> [WORK REQUIRED]:
The data below is to be output in full, unchanged.

> [SUPPLIED ENTRIES]:
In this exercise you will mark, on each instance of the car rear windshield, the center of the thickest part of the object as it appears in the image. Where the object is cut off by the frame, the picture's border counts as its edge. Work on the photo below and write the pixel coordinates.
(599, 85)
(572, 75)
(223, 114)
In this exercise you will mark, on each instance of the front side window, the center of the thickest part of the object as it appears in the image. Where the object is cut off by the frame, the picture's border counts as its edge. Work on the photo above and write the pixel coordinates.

> [RESPONSE BELOW]:
In this exercise you will mark, on each instance of the car rear windshield, the center of the thickest part of the object as it appears in the image. Where the object is cut off by the frame, the picture's border counts as its edge. Work on the photo below and write the pixel coordinates.
(599, 85)
(572, 75)
(223, 114)
In this exercise you will mark, on each instance of the front side window, the center of the thickest part of the object as it appears in the image. Where the object is cut off by the frame, the picture's border counts as its edge. Work on the photo above and write the pixel coordinates.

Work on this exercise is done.